Task. Please carry the article on TUA-Bench forward, picking up right after its final sentence.

Passage shown.
---

TUA-Bench: top terminal agent solves just 65.8% of 120 tasks
TL;DR
- TUA-Bench evaluates terminal-use agents on 120 real-world tasks spread across five task families.
- The strongest frontier agent, Claude Code with Claude Opus 4.8 at max reasoning effort, scores 65.8%.
- Tasks cover document editing, email, live-web information seeking, and scientific and engineering workflows.
A new paper dropped that pushes back on a quiet assumption in the terminal-agent space, which is that we already know how good the best agents are. According to the paper introducing TUA-Bench, the strongest frontier agent tested, Claude Code running Claude Opus 4.8 at max reasoning effort, gets 65.8% on the benchmark's 120 real-world tasks. That leaves more than a third of the work unsolved by the best system the authors threw at it.
The angle that makes this interesting is what the 120 tasks actually look like. Prior terminal benchmarks have leaned heavily on coding and system administration, where progress has been fast and headline numbers have crept toward saturation. TUA-Bench instead spans five task families covering document editing, email management, live-web information seeking, and scientific and engineering workflows. In other words, the kind of mixed digital busywork a person actually does at a computer, just routed through a terminal so it can be scored deterministically with execution-based checks.

---

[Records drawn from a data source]
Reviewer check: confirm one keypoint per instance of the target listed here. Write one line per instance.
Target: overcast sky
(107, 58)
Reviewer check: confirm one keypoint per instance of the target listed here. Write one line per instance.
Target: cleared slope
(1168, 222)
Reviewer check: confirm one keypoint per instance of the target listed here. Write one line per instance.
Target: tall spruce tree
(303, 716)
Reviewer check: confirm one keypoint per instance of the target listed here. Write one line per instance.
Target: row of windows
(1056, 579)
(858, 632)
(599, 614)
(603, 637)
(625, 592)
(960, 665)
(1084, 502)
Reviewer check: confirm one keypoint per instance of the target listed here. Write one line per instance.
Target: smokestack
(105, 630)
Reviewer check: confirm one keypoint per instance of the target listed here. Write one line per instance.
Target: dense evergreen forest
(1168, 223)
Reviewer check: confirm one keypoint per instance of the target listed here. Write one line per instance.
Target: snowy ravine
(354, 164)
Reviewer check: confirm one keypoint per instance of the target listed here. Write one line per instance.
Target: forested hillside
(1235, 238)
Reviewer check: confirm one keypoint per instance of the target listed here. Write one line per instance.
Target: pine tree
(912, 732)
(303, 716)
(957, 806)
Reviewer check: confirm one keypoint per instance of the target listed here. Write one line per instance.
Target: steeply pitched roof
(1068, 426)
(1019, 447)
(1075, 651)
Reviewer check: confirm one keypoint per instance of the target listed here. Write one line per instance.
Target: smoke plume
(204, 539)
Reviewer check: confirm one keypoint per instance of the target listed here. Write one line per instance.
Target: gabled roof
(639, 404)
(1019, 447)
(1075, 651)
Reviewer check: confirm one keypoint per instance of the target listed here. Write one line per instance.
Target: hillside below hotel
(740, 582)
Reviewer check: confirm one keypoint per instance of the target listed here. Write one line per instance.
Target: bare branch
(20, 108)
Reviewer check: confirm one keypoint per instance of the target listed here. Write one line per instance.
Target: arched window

---

Response area.
Why this matters if you are shipping agent products: the going narrative on model leaderboards is that the frontier is increasingly competent at end-to-end computer use. A 65.8% ceiling on routine, non-coding work is the more sobering counterpoint. If you are building on top of a terminal agent for a workflow that touches email and document handling, the headline benchmark score from a vendor is probably not the number that predicts how your users will feel about the product.
The honest caveat is that the abstract does not break out per-family scores, so we do not yet know whether the agent is steady on documents and weak on the web, or whether it fails roughly evenly across categories. The reporting also does not say how smaller or open-source agents fare on the same 120 tasks, which is the comparison that would tell us how much of the gap is a scale problem versus a training-data problem. Take the 65.8% as the headline, not as a per-task guarantee.
What is worth watching is whether TUA-Bench gets picked up by the labs building agent harnesses. A public yardstick for general computer use that is not just coding-shaped gives the frontier labs something concrete to compete on outside their usual benchmarks, and that is the kind of pressure that has historically moved real-world capability faster than another point on a coding leaderboard.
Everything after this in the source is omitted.